→ Image outline annotation entries
□ □ □ □

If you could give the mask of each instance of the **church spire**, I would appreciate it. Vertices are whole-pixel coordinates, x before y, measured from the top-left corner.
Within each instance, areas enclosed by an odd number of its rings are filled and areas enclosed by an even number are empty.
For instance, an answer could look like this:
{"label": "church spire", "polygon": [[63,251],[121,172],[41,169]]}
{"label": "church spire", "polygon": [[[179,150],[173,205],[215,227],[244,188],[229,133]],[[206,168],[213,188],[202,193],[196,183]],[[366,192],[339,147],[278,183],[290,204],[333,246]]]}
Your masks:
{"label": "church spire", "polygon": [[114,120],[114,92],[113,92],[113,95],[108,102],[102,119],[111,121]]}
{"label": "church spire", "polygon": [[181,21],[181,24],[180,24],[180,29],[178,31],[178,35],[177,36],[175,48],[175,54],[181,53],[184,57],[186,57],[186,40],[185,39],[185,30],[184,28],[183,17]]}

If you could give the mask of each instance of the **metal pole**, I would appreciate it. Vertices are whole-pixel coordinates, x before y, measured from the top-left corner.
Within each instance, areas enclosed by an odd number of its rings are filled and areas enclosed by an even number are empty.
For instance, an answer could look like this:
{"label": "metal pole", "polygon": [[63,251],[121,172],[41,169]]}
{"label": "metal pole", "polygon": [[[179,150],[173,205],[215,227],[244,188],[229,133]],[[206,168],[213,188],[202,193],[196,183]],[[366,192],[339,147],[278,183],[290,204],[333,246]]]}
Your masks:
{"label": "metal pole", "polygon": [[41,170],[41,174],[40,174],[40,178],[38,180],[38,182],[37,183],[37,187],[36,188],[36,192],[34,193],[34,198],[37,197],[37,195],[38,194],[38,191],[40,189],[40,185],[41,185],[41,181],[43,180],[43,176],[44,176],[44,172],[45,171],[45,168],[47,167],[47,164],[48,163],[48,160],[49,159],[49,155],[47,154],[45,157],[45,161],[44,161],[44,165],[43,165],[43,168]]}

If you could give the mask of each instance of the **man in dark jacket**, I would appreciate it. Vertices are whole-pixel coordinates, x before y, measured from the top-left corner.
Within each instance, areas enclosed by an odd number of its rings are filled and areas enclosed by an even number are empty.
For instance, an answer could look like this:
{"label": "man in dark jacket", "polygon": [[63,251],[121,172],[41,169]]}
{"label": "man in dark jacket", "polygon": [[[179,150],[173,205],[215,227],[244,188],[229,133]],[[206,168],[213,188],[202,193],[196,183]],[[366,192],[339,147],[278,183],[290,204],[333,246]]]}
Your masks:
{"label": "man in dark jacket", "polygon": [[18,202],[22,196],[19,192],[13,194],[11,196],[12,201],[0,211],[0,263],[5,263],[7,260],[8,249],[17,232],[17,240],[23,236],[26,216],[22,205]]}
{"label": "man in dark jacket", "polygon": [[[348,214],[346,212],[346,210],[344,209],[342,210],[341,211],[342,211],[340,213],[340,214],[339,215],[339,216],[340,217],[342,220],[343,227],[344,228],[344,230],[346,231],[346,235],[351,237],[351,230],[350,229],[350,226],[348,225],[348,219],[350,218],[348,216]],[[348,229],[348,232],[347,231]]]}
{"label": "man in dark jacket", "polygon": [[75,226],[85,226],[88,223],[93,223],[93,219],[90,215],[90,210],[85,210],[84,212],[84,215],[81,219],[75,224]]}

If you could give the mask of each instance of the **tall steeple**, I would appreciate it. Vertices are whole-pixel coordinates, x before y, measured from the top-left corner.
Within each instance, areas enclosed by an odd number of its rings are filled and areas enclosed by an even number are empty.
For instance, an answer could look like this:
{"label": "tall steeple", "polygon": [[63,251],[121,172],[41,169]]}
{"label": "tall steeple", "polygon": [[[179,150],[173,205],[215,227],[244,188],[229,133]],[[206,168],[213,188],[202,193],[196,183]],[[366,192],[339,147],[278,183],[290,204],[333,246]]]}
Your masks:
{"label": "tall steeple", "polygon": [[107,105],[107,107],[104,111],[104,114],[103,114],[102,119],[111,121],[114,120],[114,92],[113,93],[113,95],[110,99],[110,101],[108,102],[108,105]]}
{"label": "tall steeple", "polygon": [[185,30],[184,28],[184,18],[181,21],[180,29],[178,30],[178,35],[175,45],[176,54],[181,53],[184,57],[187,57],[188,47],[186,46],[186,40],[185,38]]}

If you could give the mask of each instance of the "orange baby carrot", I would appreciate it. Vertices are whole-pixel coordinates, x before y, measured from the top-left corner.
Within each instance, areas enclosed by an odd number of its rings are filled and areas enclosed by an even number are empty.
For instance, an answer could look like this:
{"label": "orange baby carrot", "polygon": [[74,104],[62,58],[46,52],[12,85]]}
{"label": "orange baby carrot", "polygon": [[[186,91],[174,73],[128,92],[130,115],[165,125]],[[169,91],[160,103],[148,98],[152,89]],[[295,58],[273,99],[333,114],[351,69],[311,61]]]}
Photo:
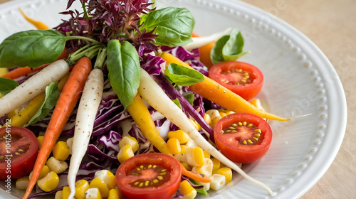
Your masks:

□ □ □ □

→ SHORT PROBLEM
Drop the images and repeat the data exactly.

→ SOLVED EXERCISE
If you could give the mask of each instance of the **church spire**, I would appreciate it. Vertices are whole-pixel coordinates, x before y, measured from the top-left corner.
Within each instance, areas enclosed by an odd number of its rings are filled and areas enclosed by an even number are empty.
For instance, an answer could look like this:
{"label": "church spire", "polygon": [[63,251],[121,172],[41,169]]}
{"label": "church spire", "polygon": [[[179,150],[173,205],[215,227],[244,188],[229,133]],[[206,168],[213,188],[202,193],[196,183]],[[366,192],[339,147],[278,183],[290,204],[333,246]]]}
Your masks:
{"label": "church spire", "polygon": [[114,120],[114,92],[113,92],[113,95],[108,102],[102,119],[111,121]]}
{"label": "church spire", "polygon": [[181,21],[181,24],[180,24],[180,29],[178,31],[178,35],[177,36],[175,48],[175,54],[181,53],[184,57],[186,57],[186,40],[185,39],[185,30],[184,28],[183,17]]}

If you could give the mask of each instance of the **metal pole**, I would appreciate it. Vertices are whole-pixel coordinates, x before y, measured from the top-left corner.
Within each instance, areas enclosed by an odd number of its rings are filled and areas enclosed by an even number are empty.
For instance, an answer could look like this:
{"label": "metal pole", "polygon": [[63,251],[121,172],[41,169]]}
{"label": "metal pole", "polygon": [[[179,150],[173,205],[215,227],[244,188],[229,133]],[[206,168],[213,188],[202,193],[196,183]],[[366,192],[339,147],[278,183],[290,204],[333,246]]]}
Your masks:
{"label": "metal pole", "polygon": [[41,170],[41,174],[40,174],[40,178],[38,180],[38,182],[37,183],[37,187],[36,188],[36,192],[34,193],[34,198],[37,197],[37,195],[38,194],[38,191],[40,189],[40,185],[41,185],[41,181],[43,180],[43,176],[44,176],[44,172],[45,171],[45,168],[47,167],[47,164],[48,163],[48,160],[49,159],[49,155],[47,154],[45,157],[45,161],[44,161],[44,165],[43,165],[43,168]]}

If you could give the mask of each instance of the **man in dark jacket**, I would appreciate it. Vertices are whole-pixel coordinates, x before y, measured from the top-left corner.
Within each instance, areas enclosed by an odd number of its rings are filled and areas enclosed by an even number are empty.
For instance, an answer could look like this:
{"label": "man in dark jacket", "polygon": [[63,251],[121,172],[41,169]]}
{"label": "man in dark jacket", "polygon": [[[179,150],[173,205],[215,227],[244,188],[229,133]],[[206,168],[213,188],[202,193],[196,183]],[[366,192],[339,147],[278,183],[290,204],[333,246]]]}
Your masks:
{"label": "man in dark jacket", "polygon": [[18,202],[22,196],[19,192],[13,194],[11,196],[12,201],[0,211],[0,263],[5,263],[7,260],[8,249],[17,232],[17,240],[23,236],[26,216],[22,205]]}
{"label": "man in dark jacket", "polygon": [[[348,214],[346,212],[346,210],[344,209],[342,210],[341,211],[342,211],[340,213],[340,214],[339,215],[339,216],[340,217],[342,220],[343,227],[344,228],[344,230],[346,231],[346,235],[351,237],[351,230],[350,229],[350,226],[348,225],[348,219],[350,218],[348,216]],[[348,229],[348,232],[347,231]]]}
{"label": "man in dark jacket", "polygon": [[75,226],[85,226],[88,223],[93,223],[93,219],[90,215],[90,210],[85,210],[84,212],[84,215],[81,219],[75,224]]}

If you could give the mask of each instance of the **tall steeple**, I would appreciate it. Vertices are whole-pixel coordinates, x before y, measured from the top-left corner.
Within each instance, areas enclosed by an odd number of its rings are filled and areas enclosed by an even number are empty.
For instance, an answer could look like this:
{"label": "tall steeple", "polygon": [[63,251],[121,172],[41,169]]}
{"label": "tall steeple", "polygon": [[[179,150],[173,205],[215,227],[244,188],[229,133]],[[206,168],[213,188],[202,193],[196,183]],[[366,192],[339,147],[278,183],[290,204],[333,246]]]}
Your masks:
{"label": "tall steeple", "polygon": [[107,105],[107,107],[104,111],[104,114],[103,114],[102,119],[111,121],[114,120],[114,92],[113,93],[113,95],[110,99],[110,101],[108,102],[108,105]]}
{"label": "tall steeple", "polygon": [[185,30],[184,28],[184,18],[181,21],[180,29],[178,30],[178,35],[175,45],[176,54],[181,53],[184,57],[187,57],[188,47],[186,46],[186,40],[185,38]]}

If you could give the mask of each instance of the "orange baby carrot", I would appreciate it. Vertices are whole-pixel coordinates, x before y, measured from the top-left corner.
Within each instance, areas enclosed by an odd number of its rings are filled and areas enclosed by an even number are empty.
For instance, an answer could look like this:
{"label": "orange baby carrot", "polygon": [[74,104],[62,58],[46,52],[12,85]]}
{"label": "orange baby carrot", "polygon": [[[186,91],[174,73],[128,92],[130,115],[165,125]],[[169,91],[160,103],[148,98],[152,89]],[[295,58],[273,99],[333,114],[351,69],[311,61]]]}
Photo:
Your masks:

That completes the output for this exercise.